Texto proporcionado >>

::::

De pronto mis amigos en Colombia comenzaron a resbalarse entre mis dedos como la arena del mar. Muchos me abandonaron, y mi vida en Colombia aparecía un mal recuerdo. Los primeros días son peor de lo que alguien se pueda imaginar, siempre había sido pésima madrugando y cuando caminaba en medio del invierno casi que podía quedarme dormida de pie, pero el frío era tan fuerte que me reventaba la punta de los dedos. Muchas veces me acariciaba los pies maltratados de tanto caminar pero mis manos estaban más heladas que el vidrio de la ventana. Me sacaron de clase aunque fuera una estudiante brillante. Muchas veces me quedé en el pasillo. Sola. Muchas veces no podía hablar español porque a los otros estudiantes les molestaba no entender de que estaba hablando. Me perdí cuatro veces, y me desesperé tanto que me reía. Yo no tenía todas las respuestas, casi siempre no sabía que estaba haciendo. Muchas veces me senté a suspirar en los parques pensado "¿Qué voy a hacer?" Me quedaba dormida en las bibliotecas, un lugar en el que si me sentía segura de dormir entre los libros que tantas veces me consolaban los dolores que me causaban las personas diariamente.

Recuerdo que sacaron mis maletas a la calle el día que se cumplió el plazo y tenía que buscar un alojamiento nuevo. Solo me hierve la sangre de pensar que los dos años que busqué cada noche sin dormir una beca en mi país para poder estudiar lejos, me di cuenta de que todas las becas, que eran de por sí pocas, las tenían dos universidades privadas y una pública. O sea que para viajar o eras millonario, o eras el mayor prodigio de medicina. Yo no podía estar en Francia, no tenía como, no tenía dinero. Francia se volvió entonces un gigante que despertaba sólo para buscarme y aplastarme. La odisea de los estudiantes de artes es mil veces peor que las que cualquier otro se pueda imaginar. Hay que estar locos para hacer lo que yo hice, lo que tal vez otros hicieron. No se imaginan el calibre de la desesperación. Yo buscaba monedas en la calle después de clases. A mi el hambre me nublaba la vista mientras caminaba, me susurraba mentiras al oído. Tuve que buscar comida en la basura, esto es real. El hambre me golpeaba por dentro, el frío me asfixiaba por fuera y yo quería vivir. Me enfermé, me odié, me cansé, me consolé, me fastidié, me olvidé, me adoré, me escuché, me encontré, me amé y me construí. Porque hay momentos tan difíciles que si no los vences se van a poner peor, entonces entendí claramente que la vida es un asco, pero es más asquerosa la persona que te vuelves si no la enfrentas.

::::

Material proporcionado >>
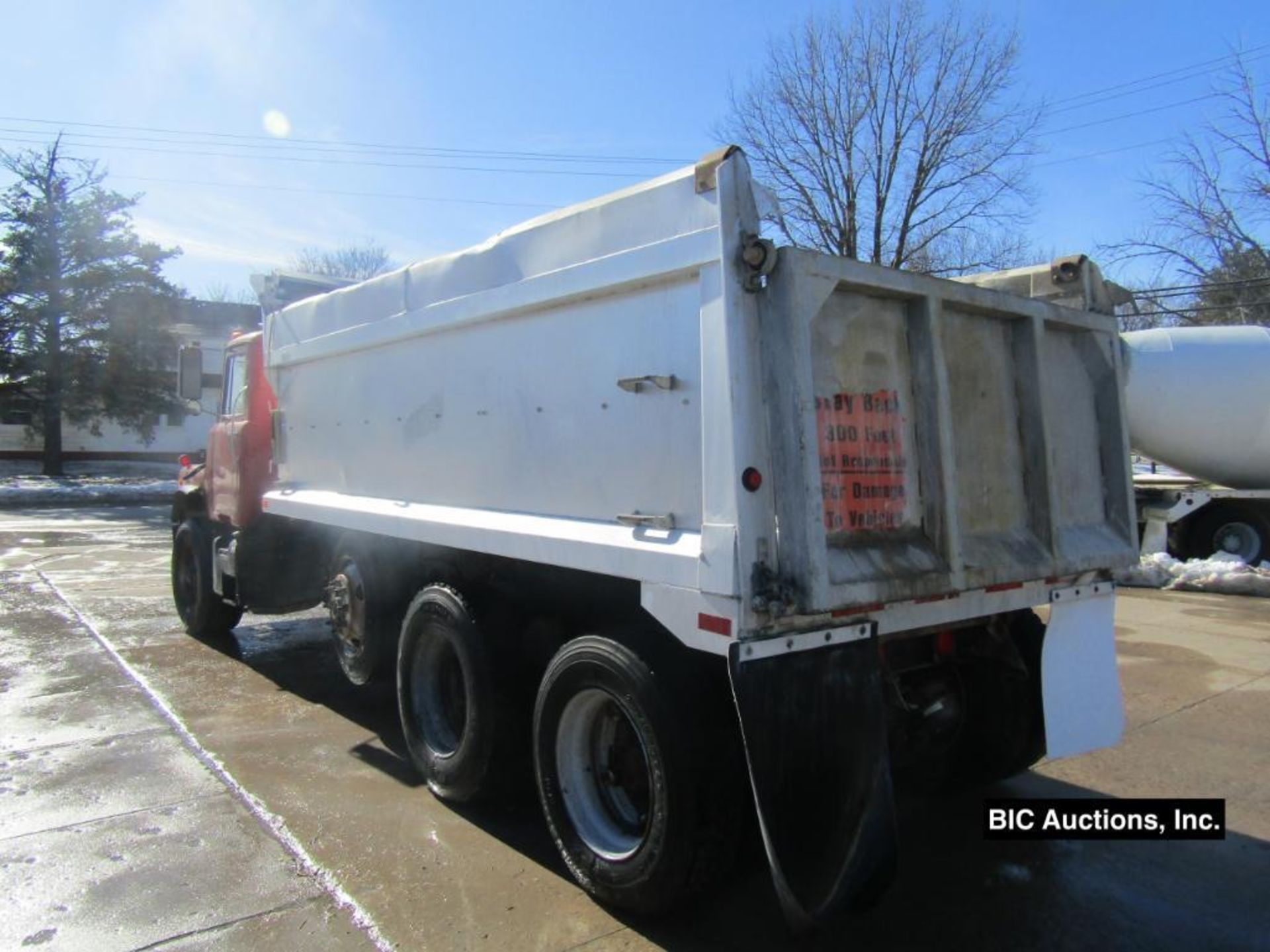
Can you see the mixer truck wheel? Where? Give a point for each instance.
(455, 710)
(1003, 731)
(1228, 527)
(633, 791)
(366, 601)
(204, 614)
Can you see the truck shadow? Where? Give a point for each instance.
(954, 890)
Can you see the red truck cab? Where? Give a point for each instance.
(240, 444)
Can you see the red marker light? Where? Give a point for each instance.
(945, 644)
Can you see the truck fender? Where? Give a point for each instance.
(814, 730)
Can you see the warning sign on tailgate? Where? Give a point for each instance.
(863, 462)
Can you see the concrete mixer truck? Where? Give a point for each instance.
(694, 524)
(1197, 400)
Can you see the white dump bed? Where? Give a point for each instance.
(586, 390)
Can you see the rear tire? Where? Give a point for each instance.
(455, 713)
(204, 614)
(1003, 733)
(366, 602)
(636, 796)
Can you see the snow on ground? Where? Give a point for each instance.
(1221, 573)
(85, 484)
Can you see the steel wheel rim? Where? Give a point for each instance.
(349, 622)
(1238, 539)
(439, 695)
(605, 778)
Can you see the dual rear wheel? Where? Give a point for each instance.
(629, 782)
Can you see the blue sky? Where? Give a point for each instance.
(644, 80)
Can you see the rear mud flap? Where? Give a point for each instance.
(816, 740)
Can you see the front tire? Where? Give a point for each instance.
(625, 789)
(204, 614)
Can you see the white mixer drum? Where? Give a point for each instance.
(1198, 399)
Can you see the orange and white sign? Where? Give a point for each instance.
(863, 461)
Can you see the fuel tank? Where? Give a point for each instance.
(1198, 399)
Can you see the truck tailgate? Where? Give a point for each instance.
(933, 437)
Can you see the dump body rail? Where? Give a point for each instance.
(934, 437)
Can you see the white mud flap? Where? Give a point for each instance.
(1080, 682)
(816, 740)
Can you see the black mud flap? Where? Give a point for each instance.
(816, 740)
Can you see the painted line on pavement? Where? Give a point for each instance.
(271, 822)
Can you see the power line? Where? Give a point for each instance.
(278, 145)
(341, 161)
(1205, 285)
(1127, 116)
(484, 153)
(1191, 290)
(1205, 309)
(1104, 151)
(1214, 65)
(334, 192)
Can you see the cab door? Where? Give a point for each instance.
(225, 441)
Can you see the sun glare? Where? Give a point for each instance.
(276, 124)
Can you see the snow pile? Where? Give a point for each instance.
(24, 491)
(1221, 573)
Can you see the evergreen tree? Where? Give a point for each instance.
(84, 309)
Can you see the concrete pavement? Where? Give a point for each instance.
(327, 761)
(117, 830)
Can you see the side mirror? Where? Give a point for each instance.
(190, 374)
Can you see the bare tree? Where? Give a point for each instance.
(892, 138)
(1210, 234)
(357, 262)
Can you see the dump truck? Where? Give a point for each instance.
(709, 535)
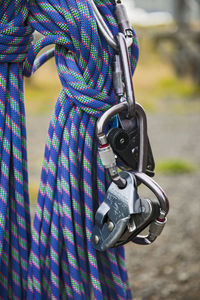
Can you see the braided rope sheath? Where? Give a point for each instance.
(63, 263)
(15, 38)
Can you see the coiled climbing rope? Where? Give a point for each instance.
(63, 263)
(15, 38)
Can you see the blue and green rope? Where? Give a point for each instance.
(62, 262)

::::

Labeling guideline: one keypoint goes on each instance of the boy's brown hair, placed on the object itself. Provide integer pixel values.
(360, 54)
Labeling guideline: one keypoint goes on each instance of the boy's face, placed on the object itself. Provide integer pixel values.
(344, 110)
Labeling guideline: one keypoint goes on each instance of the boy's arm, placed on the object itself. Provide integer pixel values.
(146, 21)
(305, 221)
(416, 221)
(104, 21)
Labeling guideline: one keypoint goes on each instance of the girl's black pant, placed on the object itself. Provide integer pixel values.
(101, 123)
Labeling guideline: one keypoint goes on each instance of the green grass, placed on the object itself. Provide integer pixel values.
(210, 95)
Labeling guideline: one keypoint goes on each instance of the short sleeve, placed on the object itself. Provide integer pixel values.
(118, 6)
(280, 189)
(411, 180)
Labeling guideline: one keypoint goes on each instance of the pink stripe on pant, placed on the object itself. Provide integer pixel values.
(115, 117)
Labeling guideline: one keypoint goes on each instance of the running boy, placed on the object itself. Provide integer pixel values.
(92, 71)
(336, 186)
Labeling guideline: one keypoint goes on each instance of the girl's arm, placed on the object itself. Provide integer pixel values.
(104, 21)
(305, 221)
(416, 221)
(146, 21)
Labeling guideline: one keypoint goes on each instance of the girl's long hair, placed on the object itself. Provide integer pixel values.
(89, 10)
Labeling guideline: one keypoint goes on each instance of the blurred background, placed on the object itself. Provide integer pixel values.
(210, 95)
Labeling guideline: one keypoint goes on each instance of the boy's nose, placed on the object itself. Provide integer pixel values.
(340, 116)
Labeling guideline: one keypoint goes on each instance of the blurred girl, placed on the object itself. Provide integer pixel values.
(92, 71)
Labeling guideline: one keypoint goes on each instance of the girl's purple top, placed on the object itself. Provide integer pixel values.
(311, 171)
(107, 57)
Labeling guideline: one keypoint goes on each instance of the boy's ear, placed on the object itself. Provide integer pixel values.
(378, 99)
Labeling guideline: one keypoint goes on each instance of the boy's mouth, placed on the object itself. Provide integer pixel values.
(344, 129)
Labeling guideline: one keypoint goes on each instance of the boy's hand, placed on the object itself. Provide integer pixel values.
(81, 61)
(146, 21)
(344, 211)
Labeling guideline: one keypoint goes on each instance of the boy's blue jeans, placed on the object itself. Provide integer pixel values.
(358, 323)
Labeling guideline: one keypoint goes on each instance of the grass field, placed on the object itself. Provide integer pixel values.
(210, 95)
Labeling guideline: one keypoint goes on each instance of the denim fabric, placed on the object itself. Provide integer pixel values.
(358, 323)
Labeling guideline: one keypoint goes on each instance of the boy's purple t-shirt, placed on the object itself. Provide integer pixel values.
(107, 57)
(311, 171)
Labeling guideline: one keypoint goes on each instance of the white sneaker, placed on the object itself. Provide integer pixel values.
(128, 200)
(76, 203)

::::

Tareas a realizar >>
• A. Resume en dos oraciones el relato sobre los primeros tiempos en Francia.
• B. Responde estas preguntas sobre el relato de los primeros tiempos en Francia:
(i) ¿Cuántas veces se perdió quien narra?
(ii) ¿Qué hicieron con sus maletas el día que se cumplió el plazo?
(iii) ¿Qué universidades tenían las becas en su país?
• C. Prolonga el relato sobre los primeros tiempos en Francia a partir de su última oración.

Respuestas por tarea >>
• A. En Francia, la persona que narra vio cómo la abandonaban muchos amigos de Colombia, sufrió el frío y la soledad en clase, y encontró refugio en las bibliotecas. Sin dinero y sin acceso a becas, buscó monedas en la calle y comida en la basura, y entendió que había que enfrentar la vida para no volverse peor.

• B.
(i) Cuatro veces.
(ii) Las sacaron a la calle.
(iii) Dos universidades privadas y una pública.

• C.
Injusticias hubieron y hubieron demasiados malos momentos, pero allí estaba yo tratando de domar ese león que es Europa con una paciencia tremenda. Yo me miraba en los vidrios de la ópera y contemplaba a una mujer muy débil. Si no me hacía fuerte pronto esa bestia me iba a devorar viva y de la peor manera. Miré al cielo, sentí el primer rayo de sol comenzando el verano, Dios que alegría, la brisa soplaba helada y el sol era tan fuerte que a veces la podía sentir tan tibia. Amé el sol como nunca algunos días de invierno era eso lo único que me aliviaba el alma.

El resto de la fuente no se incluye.